══ Extracted data ══

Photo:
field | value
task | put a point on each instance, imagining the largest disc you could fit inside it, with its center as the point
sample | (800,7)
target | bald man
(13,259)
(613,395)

═══
══ Extracted data ══

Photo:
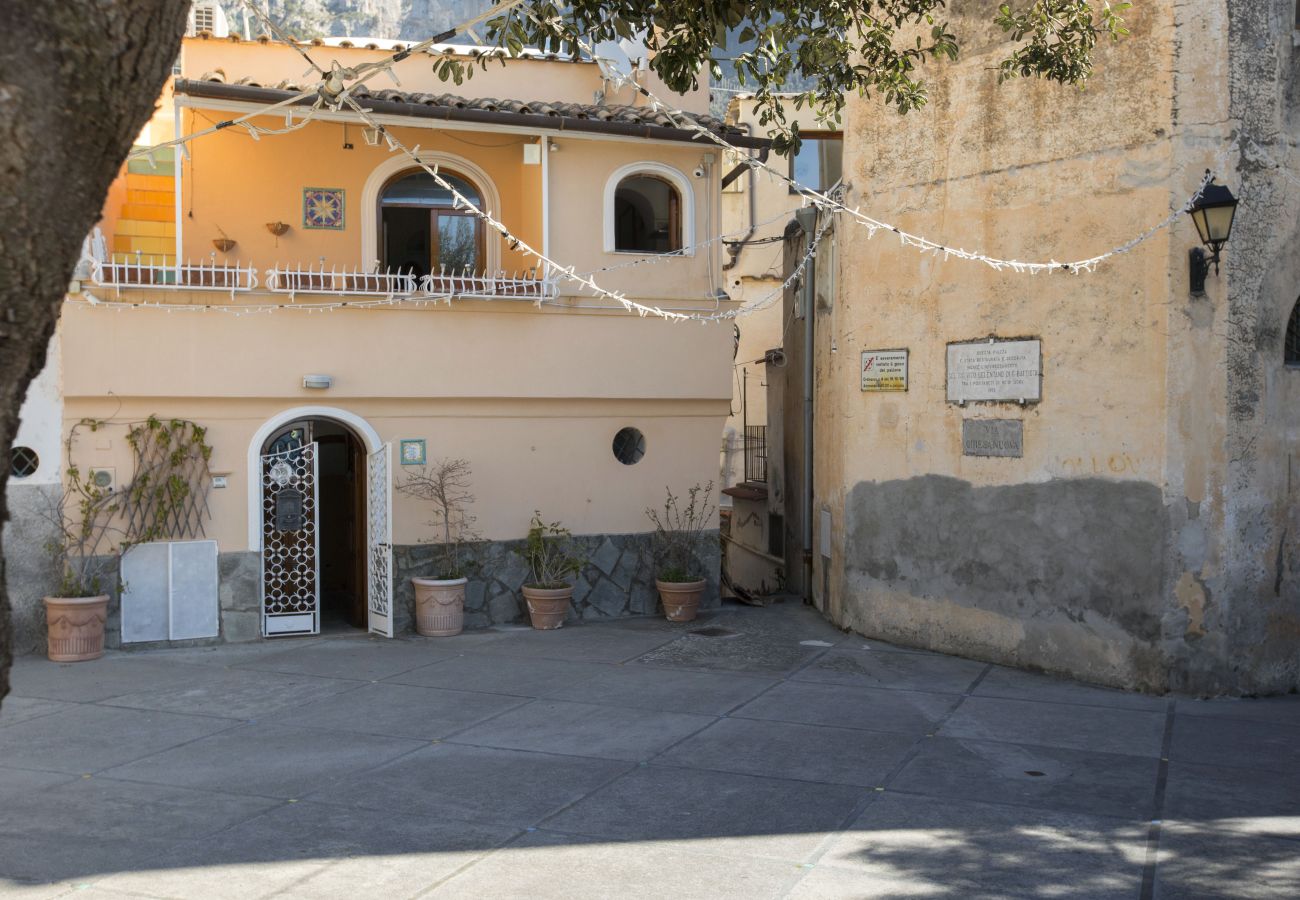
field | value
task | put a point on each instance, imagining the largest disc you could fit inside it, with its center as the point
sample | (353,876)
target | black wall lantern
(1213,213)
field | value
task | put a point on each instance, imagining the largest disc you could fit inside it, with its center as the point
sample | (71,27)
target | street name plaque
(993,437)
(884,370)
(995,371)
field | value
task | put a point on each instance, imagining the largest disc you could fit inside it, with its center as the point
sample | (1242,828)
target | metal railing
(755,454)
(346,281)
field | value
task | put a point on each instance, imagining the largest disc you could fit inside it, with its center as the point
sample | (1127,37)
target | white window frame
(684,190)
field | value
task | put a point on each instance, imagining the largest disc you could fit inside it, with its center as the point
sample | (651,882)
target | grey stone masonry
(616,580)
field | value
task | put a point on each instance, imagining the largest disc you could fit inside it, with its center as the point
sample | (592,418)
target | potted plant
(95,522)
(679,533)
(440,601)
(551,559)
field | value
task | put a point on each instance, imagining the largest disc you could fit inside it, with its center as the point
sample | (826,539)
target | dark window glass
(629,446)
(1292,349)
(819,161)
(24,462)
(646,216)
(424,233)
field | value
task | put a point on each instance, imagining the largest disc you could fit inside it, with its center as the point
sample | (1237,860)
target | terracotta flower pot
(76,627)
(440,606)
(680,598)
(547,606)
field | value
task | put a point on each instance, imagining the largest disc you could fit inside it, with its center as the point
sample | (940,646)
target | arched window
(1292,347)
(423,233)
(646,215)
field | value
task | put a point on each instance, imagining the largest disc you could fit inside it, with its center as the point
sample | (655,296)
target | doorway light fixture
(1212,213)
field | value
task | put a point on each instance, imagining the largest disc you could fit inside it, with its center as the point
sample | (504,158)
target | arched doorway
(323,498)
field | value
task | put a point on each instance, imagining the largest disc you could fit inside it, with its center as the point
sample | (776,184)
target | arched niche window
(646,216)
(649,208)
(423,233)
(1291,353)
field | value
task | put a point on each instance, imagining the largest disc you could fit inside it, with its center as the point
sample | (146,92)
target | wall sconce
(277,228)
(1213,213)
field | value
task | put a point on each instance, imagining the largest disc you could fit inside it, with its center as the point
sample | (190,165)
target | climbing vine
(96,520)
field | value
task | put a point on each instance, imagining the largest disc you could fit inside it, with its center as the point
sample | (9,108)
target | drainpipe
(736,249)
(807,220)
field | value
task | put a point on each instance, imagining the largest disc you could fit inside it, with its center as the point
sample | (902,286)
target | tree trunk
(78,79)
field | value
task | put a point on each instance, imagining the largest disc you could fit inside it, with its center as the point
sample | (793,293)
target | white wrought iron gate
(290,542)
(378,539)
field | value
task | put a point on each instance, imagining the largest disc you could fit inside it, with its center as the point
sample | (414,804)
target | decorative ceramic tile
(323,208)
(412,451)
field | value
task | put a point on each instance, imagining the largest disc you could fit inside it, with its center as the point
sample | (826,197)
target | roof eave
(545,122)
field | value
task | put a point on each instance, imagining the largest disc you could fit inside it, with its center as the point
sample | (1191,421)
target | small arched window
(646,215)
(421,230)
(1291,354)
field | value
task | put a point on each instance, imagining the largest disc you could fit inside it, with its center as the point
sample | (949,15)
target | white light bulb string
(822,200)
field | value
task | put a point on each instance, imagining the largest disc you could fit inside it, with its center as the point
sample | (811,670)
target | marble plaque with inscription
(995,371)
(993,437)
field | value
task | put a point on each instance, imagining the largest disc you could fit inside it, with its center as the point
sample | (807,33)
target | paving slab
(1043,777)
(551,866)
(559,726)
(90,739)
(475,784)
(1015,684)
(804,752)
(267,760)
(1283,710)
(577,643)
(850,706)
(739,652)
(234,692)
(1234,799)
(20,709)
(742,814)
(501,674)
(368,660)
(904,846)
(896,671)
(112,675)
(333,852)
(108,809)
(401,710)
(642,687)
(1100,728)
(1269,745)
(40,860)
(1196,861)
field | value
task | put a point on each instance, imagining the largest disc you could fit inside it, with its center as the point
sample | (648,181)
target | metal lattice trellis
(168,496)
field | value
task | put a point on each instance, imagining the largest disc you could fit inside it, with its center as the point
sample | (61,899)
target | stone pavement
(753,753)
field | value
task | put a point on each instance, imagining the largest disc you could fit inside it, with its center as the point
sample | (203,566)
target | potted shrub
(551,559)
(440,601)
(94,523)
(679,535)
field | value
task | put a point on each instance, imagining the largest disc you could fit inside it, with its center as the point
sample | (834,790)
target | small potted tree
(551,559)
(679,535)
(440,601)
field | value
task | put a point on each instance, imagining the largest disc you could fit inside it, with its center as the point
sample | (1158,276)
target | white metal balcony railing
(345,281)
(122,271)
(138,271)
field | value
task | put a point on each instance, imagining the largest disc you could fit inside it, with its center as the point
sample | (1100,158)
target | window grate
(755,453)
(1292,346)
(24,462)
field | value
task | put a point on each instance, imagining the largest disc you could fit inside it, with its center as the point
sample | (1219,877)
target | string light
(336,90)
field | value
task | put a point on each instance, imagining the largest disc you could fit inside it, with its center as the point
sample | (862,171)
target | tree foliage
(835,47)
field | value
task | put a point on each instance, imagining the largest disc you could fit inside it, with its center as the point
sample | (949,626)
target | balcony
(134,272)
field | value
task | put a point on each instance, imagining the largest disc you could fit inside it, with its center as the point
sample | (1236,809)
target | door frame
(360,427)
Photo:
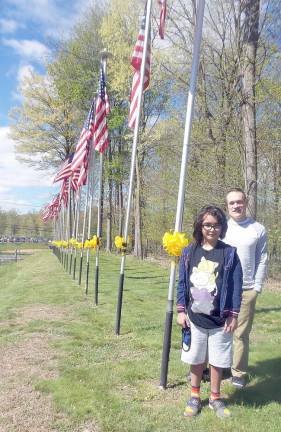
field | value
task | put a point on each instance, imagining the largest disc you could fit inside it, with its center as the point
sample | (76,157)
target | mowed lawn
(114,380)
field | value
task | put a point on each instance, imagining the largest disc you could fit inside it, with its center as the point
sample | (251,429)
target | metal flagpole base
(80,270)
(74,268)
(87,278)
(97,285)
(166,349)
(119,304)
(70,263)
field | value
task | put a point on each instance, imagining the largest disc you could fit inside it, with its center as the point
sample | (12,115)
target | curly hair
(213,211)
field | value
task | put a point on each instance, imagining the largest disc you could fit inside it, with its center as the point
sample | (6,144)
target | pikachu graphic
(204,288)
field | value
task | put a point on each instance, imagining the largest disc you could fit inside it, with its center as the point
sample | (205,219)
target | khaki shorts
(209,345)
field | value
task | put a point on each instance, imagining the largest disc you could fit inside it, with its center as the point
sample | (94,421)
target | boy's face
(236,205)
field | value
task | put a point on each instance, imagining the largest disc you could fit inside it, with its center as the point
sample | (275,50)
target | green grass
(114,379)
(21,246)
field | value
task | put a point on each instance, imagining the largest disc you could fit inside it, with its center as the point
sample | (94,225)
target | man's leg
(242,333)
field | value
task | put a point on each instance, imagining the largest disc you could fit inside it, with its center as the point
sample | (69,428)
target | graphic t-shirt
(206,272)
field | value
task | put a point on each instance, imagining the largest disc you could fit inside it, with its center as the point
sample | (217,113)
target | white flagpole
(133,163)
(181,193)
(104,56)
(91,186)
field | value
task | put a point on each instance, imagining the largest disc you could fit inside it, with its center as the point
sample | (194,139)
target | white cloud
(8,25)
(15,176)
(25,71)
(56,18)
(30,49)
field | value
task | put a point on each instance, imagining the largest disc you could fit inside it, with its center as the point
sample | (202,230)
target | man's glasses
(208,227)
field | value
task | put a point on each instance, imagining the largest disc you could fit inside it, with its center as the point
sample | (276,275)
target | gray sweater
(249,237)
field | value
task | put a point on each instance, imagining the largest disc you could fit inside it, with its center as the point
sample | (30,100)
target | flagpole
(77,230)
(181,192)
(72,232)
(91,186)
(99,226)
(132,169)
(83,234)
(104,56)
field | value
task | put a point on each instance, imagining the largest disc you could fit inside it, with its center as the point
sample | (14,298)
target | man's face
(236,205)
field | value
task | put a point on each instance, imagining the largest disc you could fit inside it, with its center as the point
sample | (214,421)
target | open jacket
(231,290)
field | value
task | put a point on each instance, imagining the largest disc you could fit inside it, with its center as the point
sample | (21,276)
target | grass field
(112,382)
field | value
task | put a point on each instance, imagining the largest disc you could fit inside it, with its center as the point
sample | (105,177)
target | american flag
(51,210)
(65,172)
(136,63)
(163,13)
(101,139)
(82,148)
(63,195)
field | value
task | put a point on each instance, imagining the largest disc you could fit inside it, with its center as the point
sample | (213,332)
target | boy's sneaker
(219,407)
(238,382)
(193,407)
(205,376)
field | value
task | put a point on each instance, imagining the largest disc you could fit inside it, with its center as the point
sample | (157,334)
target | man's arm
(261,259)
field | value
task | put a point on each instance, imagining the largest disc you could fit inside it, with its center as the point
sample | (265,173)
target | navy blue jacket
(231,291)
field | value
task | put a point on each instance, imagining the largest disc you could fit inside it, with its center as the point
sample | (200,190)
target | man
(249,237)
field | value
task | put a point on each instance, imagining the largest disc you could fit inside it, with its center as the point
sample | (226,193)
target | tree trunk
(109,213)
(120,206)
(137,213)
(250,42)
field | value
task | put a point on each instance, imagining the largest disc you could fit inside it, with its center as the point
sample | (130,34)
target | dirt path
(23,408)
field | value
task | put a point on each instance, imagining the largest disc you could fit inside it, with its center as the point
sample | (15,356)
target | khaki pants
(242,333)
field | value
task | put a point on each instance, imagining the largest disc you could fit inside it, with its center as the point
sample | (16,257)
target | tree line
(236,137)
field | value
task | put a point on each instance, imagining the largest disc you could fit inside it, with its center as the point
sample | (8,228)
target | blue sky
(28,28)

═══

> Exercise brief: Count the lines in the items that contain the string "stone" and give only that number.

> Solution for this task: 2